**Work to be completed:** Quote the whole listing exactly. Leave the pictures out of your copy.

● ● ●

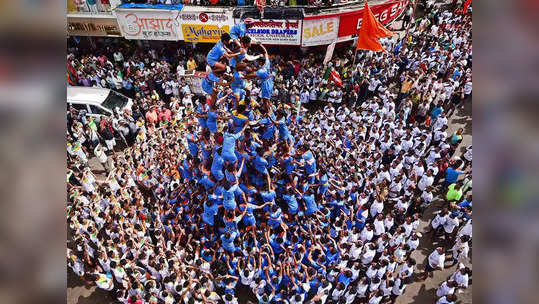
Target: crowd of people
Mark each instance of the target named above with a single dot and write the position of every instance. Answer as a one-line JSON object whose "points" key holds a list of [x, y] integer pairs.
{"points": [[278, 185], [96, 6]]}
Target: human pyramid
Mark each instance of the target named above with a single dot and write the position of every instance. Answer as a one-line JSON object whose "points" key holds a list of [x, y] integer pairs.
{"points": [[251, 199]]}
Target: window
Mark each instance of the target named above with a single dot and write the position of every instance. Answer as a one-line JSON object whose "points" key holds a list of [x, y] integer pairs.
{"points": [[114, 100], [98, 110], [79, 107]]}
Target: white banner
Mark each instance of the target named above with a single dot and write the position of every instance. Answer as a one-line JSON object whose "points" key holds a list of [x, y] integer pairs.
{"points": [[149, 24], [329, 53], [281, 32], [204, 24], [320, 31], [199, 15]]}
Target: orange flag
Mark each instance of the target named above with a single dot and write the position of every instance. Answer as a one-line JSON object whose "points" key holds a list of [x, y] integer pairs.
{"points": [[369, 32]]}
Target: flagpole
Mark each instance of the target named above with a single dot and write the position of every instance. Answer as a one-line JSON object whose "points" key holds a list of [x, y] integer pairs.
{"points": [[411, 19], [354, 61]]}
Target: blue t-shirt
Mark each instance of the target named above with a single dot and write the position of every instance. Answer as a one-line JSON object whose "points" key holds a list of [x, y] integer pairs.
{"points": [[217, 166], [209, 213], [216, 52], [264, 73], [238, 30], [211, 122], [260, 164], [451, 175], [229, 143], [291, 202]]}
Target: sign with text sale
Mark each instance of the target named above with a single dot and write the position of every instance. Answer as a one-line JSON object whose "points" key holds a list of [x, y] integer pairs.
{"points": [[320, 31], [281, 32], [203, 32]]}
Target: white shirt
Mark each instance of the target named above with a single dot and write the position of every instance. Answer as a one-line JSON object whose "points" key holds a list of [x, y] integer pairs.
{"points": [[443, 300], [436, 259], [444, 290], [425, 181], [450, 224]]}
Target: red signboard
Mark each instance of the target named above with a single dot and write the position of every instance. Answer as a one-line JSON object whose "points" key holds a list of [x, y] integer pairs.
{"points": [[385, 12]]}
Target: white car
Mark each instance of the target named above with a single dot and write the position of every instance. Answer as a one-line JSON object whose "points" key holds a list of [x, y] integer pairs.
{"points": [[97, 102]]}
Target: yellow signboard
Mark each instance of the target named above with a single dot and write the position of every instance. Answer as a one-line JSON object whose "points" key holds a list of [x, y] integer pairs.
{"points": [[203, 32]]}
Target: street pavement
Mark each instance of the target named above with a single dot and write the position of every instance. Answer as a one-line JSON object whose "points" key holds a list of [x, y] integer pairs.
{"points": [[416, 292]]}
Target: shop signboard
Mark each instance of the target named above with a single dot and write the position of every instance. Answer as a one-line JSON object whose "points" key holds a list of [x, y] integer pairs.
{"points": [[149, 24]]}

● ● ●

**Task response:**
Target: crowd of people
Mark each instance of the target named above with a single dot and write the position of every instance. Answer as a one-line JSON object whose "points" key holds a list of [x, y] integer pairs.
{"points": [[278, 185], [96, 6]]}
Target: human pyramid
Mark each instance of the target named above with a single dot and write the position of every instance. Answer as a one-line JSON object whose "points" key holds a list of [x, y] integer pairs.
{"points": [[251, 199]]}
Target: window
Mark each instance of the target named above with a single dot and write the position of every instance. Answer as a one-line JSON object whose "points" key holds a list of [x, y] integer pairs.
{"points": [[114, 100], [98, 110], [79, 107]]}
Target: white banner
Mark each instance of the target named above with a single dot and write the position of every instance. Answer as a one-line JSON object whose "points" key holds a list of [x, y] integer pairs.
{"points": [[149, 24], [329, 53], [281, 32], [204, 24], [320, 31], [199, 15]]}
Target: orange flag
Mark each instance of the target named above with a single dot and write the position of every instance. Answer as a one-line JSON object whose "points" key holds a list of [x, y] integer pairs.
{"points": [[369, 32]]}
Target: flagpole
Mark each instance of the target named above with a single dot and write the position of every instance. Answer as a one-line JSON object whose "points" key holds a list of [x, y] integer pairs.
{"points": [[411, 19], [354, 61]]}
Target: blue t-shirt
Mark each instance of the target named above with a single dot and write the position of every instance. Answer as a one-line JSON object whose "points" key holds a list of [x, y] integer pairs.
{"points": [[217, 166], [209, 213], [216, 52], [264, 73], [238, 30], [211, 122], [260, 164], [451, 175], [229, 143], [291, 202]]}
Target: sign with text sale
Mark each instance of the target named above with a single dot and write the position of every instance. Answer as a one-line JSON object whose "points" key holds a list of [x, y] integer pairs.
{"points": [[320, 31], [281, 32], [203, 32]]}
Target: white shirt
Mark each instance of the target named above with a single dot and write the position of every instance. Answer as a one-line JSON object whose "points" key holds a list of [x, y] integer pairs.
{"points": [[443, 300], [436, 259], [444, 290], [425, 181], [450, 224]]}
Target: red signboard
Mark each instance of the target named above with a single dot and write the position of every instance. Answer as a one-line JSON object whose "points" key holds a list of [x, y] integer pairs.
{"points": [[385, 12]]}
Target: white car
Mark each instance of the target named above with a single dot and write the position of every instance. Answer as a one-line JSON object whose "points" key holds a list of [x, y] integer pairs.
{"points": [[97, 102]]}
Target: yellow signboard
Mark each instance of the target named above with a single dot and write the position of every instance. Answer as a one-line JSON object whose "points" key holds a list of [x, y] integer pairs.
{"points": [[203, 32]]}
Target: street pavement
Mark each instance of the target named above with a single dot and write the position of every instance. Answer as a one-line JSON object whose "points" key holds a list of [x, y] integer pairs.
{"points": [[416, 292]]}
Target: shop signboard
Mark each instance of the target named above with a single dot and write the position of every instance. Answer as a one-line JSON object whose "points" key holds a list of [x, y] integer pairs.
{"points": [[149, 24]]}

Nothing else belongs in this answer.